| Document excerpt |
£37m structure aims to replicate patients’ course through hospital from A&E to recovery
Coventry University’s new £37m Science and Health Building – designed by Broadway Malyan – has been created to provide students with an immersive hospital environment, like those they will encounter in their professional lives.
The 11,150sq m building, which has just opened to its first intake of students, has been specifically fashioned to deliver learning facilities that accurately represent the patient journey from accident and emergency to recovery, with a mock ambulance, simulated wards and operating theatres, and rehabilitation areas.
It also includes industry-grade laboratories that can accommodate up to 250 students at a time and Olympic-grade fitness and sports research facilities.
Externally, it has been designed to respond to an environment that includes Basil Spence’s grade I-listed Coventry Cathedral, and other heritage buildings, with a palette featuring handmade brick, exposed concrete blades and anodized grey window frames.

| What the exercise asks |
Reproduce the passage of the article on Coventry University's Science and Health Building from "The 11,150sq m" up to and including "grey window frames.". Rely solely on the article about Coventry University's new building.

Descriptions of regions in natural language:

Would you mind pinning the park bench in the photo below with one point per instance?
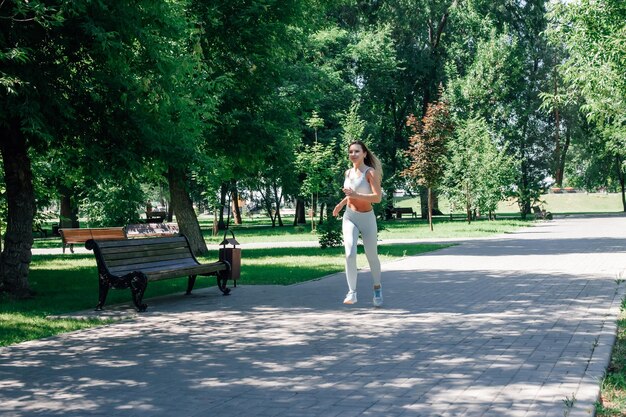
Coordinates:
(132, 263)
(156, 216)
(70, 236)
(151, 230)
(399, 211)
(541, 214)
(458, 216)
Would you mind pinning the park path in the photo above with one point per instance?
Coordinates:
(518, 325)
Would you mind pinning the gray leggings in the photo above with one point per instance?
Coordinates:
(353, 223)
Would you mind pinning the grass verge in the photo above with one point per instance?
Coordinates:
(70, 283)
(612, 401)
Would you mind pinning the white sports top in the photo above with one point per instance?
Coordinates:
(357, 181)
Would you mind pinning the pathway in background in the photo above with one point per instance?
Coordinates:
(521, 325)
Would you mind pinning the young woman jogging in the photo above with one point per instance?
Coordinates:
(361, 188)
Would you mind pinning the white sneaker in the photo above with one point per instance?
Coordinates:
(378, 296)
(350, 298)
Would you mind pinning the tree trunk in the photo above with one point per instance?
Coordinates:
(424, 202)
(235, 197)
(430, 208)
(621, 175)
(558, 174)
(300, 217)
(185, 215)
(220, 222)
(18, 241)
(322, 210)
(68, 209)
(278, 200)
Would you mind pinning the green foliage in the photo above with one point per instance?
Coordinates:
(112, 203)
(329, 232)
(478, 174)
(428, 145)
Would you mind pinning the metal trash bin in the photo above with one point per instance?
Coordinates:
(232, 256)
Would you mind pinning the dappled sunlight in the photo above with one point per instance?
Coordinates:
(462, 332)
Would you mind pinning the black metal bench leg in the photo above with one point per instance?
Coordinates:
(138, 285)
(191, 281)
(102, 293)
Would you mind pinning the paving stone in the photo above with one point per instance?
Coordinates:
(511, 325)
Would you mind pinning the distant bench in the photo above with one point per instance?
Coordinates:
(131, 263)
(81, 235)
(70, 236)
(458, 216)
(399, 211)
(152, 230)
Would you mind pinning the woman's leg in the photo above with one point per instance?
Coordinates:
(369, 233)
(350, 239)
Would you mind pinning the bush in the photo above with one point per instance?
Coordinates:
(329, 233)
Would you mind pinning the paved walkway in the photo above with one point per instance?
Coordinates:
(521, 325)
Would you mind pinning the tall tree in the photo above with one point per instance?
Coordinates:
(594, 37)
(428, 150)
(103, 78)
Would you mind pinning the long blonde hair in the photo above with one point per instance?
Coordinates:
(371, 159)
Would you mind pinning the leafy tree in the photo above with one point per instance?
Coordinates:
(593, 35)
(104, 79)
(478, 174)
(427, 149)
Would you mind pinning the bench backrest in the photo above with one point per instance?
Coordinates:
(120, 257)
(152, 230)
(83, 235)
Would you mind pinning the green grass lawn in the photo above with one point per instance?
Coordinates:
(612, 402)
(562, 203)
(66, 283)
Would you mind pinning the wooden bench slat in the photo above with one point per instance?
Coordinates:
(131, 263)
(70, 236)
(140, 242)
(151, 265)
(164, 248)
(115, 256)
(155, 274)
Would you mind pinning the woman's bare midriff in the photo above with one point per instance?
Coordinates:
(359, 205)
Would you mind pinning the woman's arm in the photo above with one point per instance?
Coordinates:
(339, 206)
(377, 194)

| Reply to the exercise |
The 11,150sq m building, which has just opened to its first intake of students, has been specifically fashioned to deliver learning facilities that accurately represent the patient journey from accident and emergency to recovery, with a mock ambulance, simulated wards and operating theatres, and rehabilitation areas.
It also includes industry-grade laboratories that can accommodate up to 250 students at a time and Olympic-grade fitness and sports research facilities.
Externally, it has been designed to respond to an environment that includes Basil Spence’s grade I-listed Coventry Cathedral, and other heritage buildings, with a palette featuring handmade brick, exposed concrete blades and anodized grey window frames.